* BEGIN RECORDED INFORMATION *

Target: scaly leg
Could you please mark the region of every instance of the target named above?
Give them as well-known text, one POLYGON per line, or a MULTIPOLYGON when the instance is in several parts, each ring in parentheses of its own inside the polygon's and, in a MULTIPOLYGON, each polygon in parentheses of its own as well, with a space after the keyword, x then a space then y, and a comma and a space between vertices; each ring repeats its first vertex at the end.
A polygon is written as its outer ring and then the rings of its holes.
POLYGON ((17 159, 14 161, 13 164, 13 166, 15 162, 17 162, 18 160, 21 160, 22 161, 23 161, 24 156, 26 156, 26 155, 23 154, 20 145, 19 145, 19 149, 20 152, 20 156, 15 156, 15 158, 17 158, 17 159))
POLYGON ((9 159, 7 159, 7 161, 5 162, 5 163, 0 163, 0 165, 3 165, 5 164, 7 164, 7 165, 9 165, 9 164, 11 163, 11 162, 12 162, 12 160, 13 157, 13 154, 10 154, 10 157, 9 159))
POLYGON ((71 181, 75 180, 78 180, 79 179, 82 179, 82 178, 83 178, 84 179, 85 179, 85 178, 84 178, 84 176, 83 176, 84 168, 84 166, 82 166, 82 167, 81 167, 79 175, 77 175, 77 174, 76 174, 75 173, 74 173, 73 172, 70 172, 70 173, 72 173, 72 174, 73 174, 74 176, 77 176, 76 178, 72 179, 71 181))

* END RECORDED INFORMATION *

● **WHAT YOU ARE ASKED TO DO**
Convert every line of the data above into a Markdown table with two columns, Number and Line, giving each line its row number and leaving out blank lines.

● **EXERCISE OUTPUT**
| Number | Line |
|---|---|
| 1 | Target: scaly leg |
| 2 | Could you please mark the region of every instance of the target named above? |
| 3 | Give them as well-known text, one POLYGON per line, or a MULTIPOLYGON when the instance is in several parts, each ring in parentheses of its own inside the polygon's and, in a MULTIPOLYGON, each polygon in parentheses of its own as well, with a space after the keyword, x then a space then y, and a comma and a space between vertices; each ring repeats its first vertex at the end. |
| 4 | A polygon is written as its outer ring and then the rings of its holes. |
| 5 | POLYGON ((17 159, 14 161, 13 164, 13 166, 15 162, 17 162, 18 160, 21 160, 22 161, 23 161, 24 156, 26 156, 26 155, 23 154, 20 145, 19 145, 19 149, 20 152, 20 156, 15 156, 15 158, 17 158, 17 159)) |
| 6 | POLYGON ((9 159, 7 159, 7 161, 5 162, 5 163, 0 163, 0 165, 3 165, 5 164, 7 164, 7 165, 9 165, 9 164, 11 163, 11 162, 12 162, 12 160, 13 157, 13 154, 10 154, 10 157, 9 159)) |
| 7 | POLYGON ((71 181, 75 180, 78 180, 79 179, 82 179, 82 178, 83 178, 84 179, 85 179, 85 178, 84 178, 84 176, 83 176, 84 168, 84 166, 82 166, 82 167, 81 167, 79 175, 77 175, 77 174, 76 174, 75 173, 74 173, 73 172, 70 172, 70 173, 72 173, 72 174, 73 174, 74 176, 77 176, 76 178, 72 179, 71 181)) |